### What is expected
When you print the records below, keep every word exact and leave out the images.

### Material for this exercise

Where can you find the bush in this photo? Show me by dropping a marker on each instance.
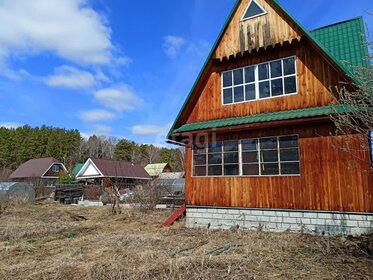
(145, 197)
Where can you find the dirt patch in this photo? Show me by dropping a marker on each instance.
(48, 242)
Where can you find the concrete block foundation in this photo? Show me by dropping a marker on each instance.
(276, 220)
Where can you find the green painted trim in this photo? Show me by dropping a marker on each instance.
(317, 42)
(269, 117)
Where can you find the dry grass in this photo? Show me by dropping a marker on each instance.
(50, 242)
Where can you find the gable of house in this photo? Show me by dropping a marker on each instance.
(157, 169)
(89, 170)
(38, 168)
(265, 38)
(101, 168)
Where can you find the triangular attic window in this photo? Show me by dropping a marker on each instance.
(253, 10)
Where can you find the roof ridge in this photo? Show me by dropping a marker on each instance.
(337, 23)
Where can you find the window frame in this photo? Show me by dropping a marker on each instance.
(259, 163)
(54, 167)
(262, 14)
(257, 81)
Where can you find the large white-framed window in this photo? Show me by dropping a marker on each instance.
(271, 79)
(268, 156)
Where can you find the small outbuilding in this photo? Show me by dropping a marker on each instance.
(39, 171)
(120, 172)
(17, 191)
(156, 169)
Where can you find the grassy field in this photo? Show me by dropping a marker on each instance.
(50, 241)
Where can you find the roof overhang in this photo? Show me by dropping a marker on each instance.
(260, 121)
(54, 163)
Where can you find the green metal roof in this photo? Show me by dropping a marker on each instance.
(346, 41)
(314, 36)
(267, 117)
(76, 169)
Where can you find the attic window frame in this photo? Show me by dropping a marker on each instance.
(257, 81)
(55, 168)
(248, 6)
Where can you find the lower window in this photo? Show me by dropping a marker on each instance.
(269, 156)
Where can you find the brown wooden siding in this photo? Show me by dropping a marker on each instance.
(331, 179)
(270, 29)
(315, 76)
(50, 172)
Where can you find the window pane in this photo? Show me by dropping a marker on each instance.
(250, 169)
(276, 69)
(268, 143)
(200, 171)
(215, 170)
(250, 74)
(263, 71)
(277, 88)
(227, 79)
(250, 92)
(231, 170)
(215, 147)
(231, 157)
(270, 169)
(215, 159)
(288, 141)
(290, 85)
(253, 10)
(289, 66)
(238, 94)
(269, 156)
(199, 149)
(238, 77)
(249, 144)
(264, 91)
(289, 155)
(230, 146)
(227, 96)
(199, 159)
(248, 157)
(290, 168)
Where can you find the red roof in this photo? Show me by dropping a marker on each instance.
(122, 169)
(34, 168)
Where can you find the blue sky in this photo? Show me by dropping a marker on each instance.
(118, 68)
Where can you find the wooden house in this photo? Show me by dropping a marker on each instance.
(122, 173)
(156, 169)
(40, 171)
(261, 148)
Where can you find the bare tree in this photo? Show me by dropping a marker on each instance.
(357, 103)
(153, 154)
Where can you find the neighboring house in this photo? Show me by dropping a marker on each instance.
(95, 170)
(76, 169)
(157, 169)
(41, 171)
(261, 148)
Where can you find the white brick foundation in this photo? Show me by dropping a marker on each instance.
(329, 223)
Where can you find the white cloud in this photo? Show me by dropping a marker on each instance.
(172, 45)
(145, 129)
(10, 125)
(97, 115)
(70, 29)
(71, 77)
(102, 130)
(120, 98)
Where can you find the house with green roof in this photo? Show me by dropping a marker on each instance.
(261, 148)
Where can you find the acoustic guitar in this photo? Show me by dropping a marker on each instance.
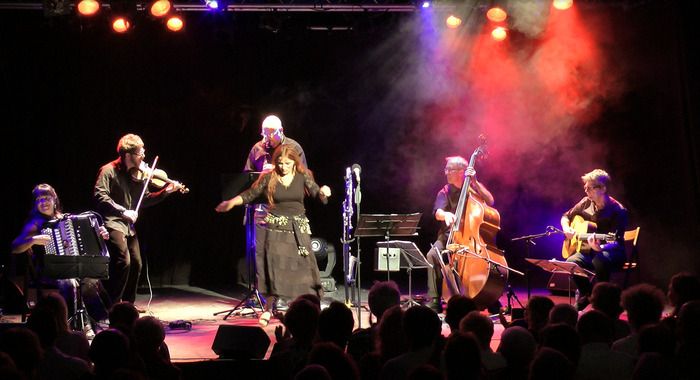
(573, 245)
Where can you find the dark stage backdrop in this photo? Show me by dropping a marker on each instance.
(197, 99)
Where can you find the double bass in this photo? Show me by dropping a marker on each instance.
(476, 267)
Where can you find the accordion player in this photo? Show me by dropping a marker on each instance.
(76, 248)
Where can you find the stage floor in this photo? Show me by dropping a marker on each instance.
(198, 306)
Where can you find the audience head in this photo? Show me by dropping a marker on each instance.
(43, 323)
(122, 316)
(594, 326)
(479, 325)
(391, 341)
(517, 347)
(657, 338)
(109, 351)
(148, 334)
(57, 305)
(313, 298)
(537, 312)
(24, 348)
(606, 298)
(313, 372)
(462, 356)
(551, 364)
(563, 313)
(563, 338)
(644, 304)
(421, 326)
(682, 288)
(334, 360)
(457, 307)
(335, 324)
(383, 295)
(301, 320)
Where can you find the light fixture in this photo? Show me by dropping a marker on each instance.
(175, 23)
(160, 8)
(453, 21)
(499, 33)
(562, 4)
(87, 7)
(496, 14)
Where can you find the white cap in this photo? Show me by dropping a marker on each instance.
(272, 122)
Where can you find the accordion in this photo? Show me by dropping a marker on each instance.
(76, 249)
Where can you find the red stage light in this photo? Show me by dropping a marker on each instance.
(175, 23)
(160, 8)
(88, 7)
(453, 21)
(499, 33)
(496, 14)
(121, 25)
(562, 4)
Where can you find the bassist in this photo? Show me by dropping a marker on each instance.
(603, 214)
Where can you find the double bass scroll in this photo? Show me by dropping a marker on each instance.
(478, 269)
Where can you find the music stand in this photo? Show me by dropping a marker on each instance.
(61, 267)
(388, 225)
(411, 258)
(232, 185)
(556, 266)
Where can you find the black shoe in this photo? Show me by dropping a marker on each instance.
(435, 305)
(582, 302)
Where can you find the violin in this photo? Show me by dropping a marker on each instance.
(159, 178)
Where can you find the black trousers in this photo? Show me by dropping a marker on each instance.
(124, 266)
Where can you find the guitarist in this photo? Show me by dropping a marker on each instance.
(603, 214)
(456, 170)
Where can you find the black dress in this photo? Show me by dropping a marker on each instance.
(287, 268)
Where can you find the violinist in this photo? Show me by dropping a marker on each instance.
(456, 170)
(606, 215)
(117, 192)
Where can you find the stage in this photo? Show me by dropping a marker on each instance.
(197, 306)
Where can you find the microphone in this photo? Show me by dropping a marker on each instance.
(357, 170)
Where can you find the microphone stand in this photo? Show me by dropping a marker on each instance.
(529, 242)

######

### Expected answer
Where can you find the bush in this photo? Show me by dropping a marker on each instance.
(145, 197)
Where can you find the dirt patch in this photo? Show me by dropping a marker on each instance.
(48, 242)
Where can you find the concrete block foundation in this photo? Show me by dropping a marker on each instance.
(276, 220)
Where can you find the green painted trim in this photo? Show me by dropping a marker on each instance.
(317, 42)
(269, 117)
Where can you find the dry grass in this photo? Show me by dropping a marker on each instance.
(50, 242)
Where can you find the gable of house in this photo? Show me by dropping a marker on each instance.
(157, 169)
(89, 170)
(38, 168)
(265, 38)
(101, 168)
Where can you find the triangular attic window in this photo? Show me by dropping a marker on each instance.
(253, 10)
Where can you find the roof ridge in this photo? Show me by dropping a marker on each instance.
(337, 23)
Where can you find the window frame in this photo? Show me by dropping a marker on each instance.
(259, 163)
(54, 167)
(262, 14)
(257, 81)
Where can you find the large white-framed window in this photo? Show me by dropping a marker on each instance.
(271, 79)
(268, 156)
Where can you find the small outbuilding in this photo? Show me by dropping a marker on each instance.
(39, 171)
(120, 172)
(17, 191)
(156, 169)
Where can you find the grassy field in this photo? Show me by dropping a marker on each instance.
(50, 241)
Where can you find the roof overhang in this photo? Show me by dropping a marker on each instance.
(260, 121)
(54, 163)
Where can you find the green metal roof in this photo? Show me by dropping a marker on each instance.
(346, 41)
(314, 36)
(267, 117)
(76, 169)
Where can you find the attic window frame in this photo? Show me by dropping a marker on each instance.
(257, 81)
(55, 168)
(248, 6)
Where can you find the lower window in this photo? Show me by dropping a marker on each instance.
(269, 156)
Where can you find the brown wooden siding in this photo? Show me by dropping a marker on each instance.
(331, 179)
(270, 29)
(315, 76)
(50, 172)
Where can you find the window pane in this photo? Show me by dropping a marker on each instance.
(250, 169)
(276, 69)
(268, 143)
(200, 171)
(215, 170)
(250, 74)
(263, 71)
(277, 88)
(227, 79)
(250, 92)
(231, 170)
(215, 147)
(231, 157)
(270, 169)
(215, 159)
(288, 141)
(290, 85)
(253, 10)
(289, 66)
(238, 94)
(269, 156)
(199, 149)
(238, 77)
(249, 144)
(264, 91)
(289, 155)
(230, 146)
(227, 96)
(199, 159)
(248, 157)
(290, 168)
Where can you find the red roof in this photo? Show me by dropping a marker on each instance.
(122, 169)
(34, 168)
Where can you find the blue sky in this photo? Show me by dropping a marker on each instance.
(118, 68)
Where can you find the wooden house in this photo? Show me by dropping a marker on each instance.
(122, 173)
(156, 169)
(40, 171)
(261, 148)
Where can you find the bare tree in this photo? Show me by dropping a marker on each instance.
(357, 103)
(153, 154)
Where can you find the neighboring house in this photo? Show me by dropping a marker on each instance.
(95, 170)
(76, 169)
(157, 169)
(41, 171)
(261, 148)
Where can you find the white brick foundation in this photo? Show me by dropping a marker on each instance.
(329, 223)
Where can you find the white cloud in this photo? Show me by dropping a marker on each instance.
(172, 45)
(145, 129)
(10, 125)
(97, 115)
(70, 29)
(71, 77)
(102, 130)
(120, 98)
Where can you find the house with green roof in this photo? Show me by dropping a marker on each instance.
(261, 148)
Where can you find the acoustic guitar in this photo? Show me by dropping a marker on each instance.
(573, 245)
Where can you find the dark stage backdrop in this photo? Show me by dropping a marker on each instance.
(197, 99)
Where can you find the double bass in this photo? Show me by dropping a marker on each instance.
(476, 267)
Where can you find the accordion player in this photo? Show me by dropping a marker on each instance.
(76, 248)
Where can you find the stage floor in this photo? Show me by dropping a marker on each instance.
(198, 306)
Where can you find the audience head in this photo? Show me by dropping a marker on each instance.
(43, 323)
(122, 316)
(594, 326)
(479, 325)
(391, 341)
(517, 347)
(657, 338)
(109, 351)
(148, 334)
(57, 305)
(313, 298)
(537, 312)
(24, 348)
(606, 298)
(313, 372)
(462, 356)
(551, 364)
(563, 313)
(563, 338)
(644, 304)
(421, 326)
(682, 288)
(334, 360)
(457, 307)
(335, 324)
(383, 295)
(301, 320)
Where can you find the light fixture in this photo? Show me by dropping a marker on each instance.
(175, 23)
(160, 8)
(453, 21)
(499, 33)
(562, 4)
(87, 7)
(496, 14)
Where can you find the white cap in this photo? Show me by dropping a marker on each instance.
(272, 122)
Where can you find the accordion in this photo? Show me by dropping a marker on each instance.
(76, 249)
Where can you find the red stage light in this photo? Show me by dropping a marker on each instance.
(175, 23)
(160, 8)
(88, 7)
(453, 21)
(499, 33)
(496, 14)
(121, 25)
(562, 4)
Where can you find the bassist in this photo? Show me by dropping a marker on each instance.
(603, 214)
Where can you find the double bass scroll in this photo? Show me by dropping a marker on each instance.
(478, 269)
Where can you find the music stand in this photo? Show me by dropping a marker on each instance.
(61, 267)
(388, 225)
(411, 258)
(232, 185)
(556, 266)
Where can you find the black shoe in this photo? Show me by dropping a marker on each instance.
(435, 305)
(582, 302)
Where can you find the violin in this photo? Show me by dropping a marker on each instance.
(159, 178)
Where can you find the black trousers in this photo? Show me by dropping a marker on each instance.
(124, 266)
Where can you find the guitarist in this photo? Show me by dropping a marker on each instance.
(603, 214)
(456, 170)
Where can you find the black dress in this photo? Show me by dropping a marker on each instance.
(287, 268)
Where can you find the violinist in this photo? Show me by dropping a marker on each instance.
(456, 170)
(606, 215)
(117, 192)
Where can you find the stage in this photo? Show me by dropping a marker on each instance.
(197, 306)
Where can you find the microphone in this photo? Show me by dropping a marker on each instance.
(357, 170)
Where can you find the microphone stand in this photo? Show me by dropping a marker on each instance.
(529, 242)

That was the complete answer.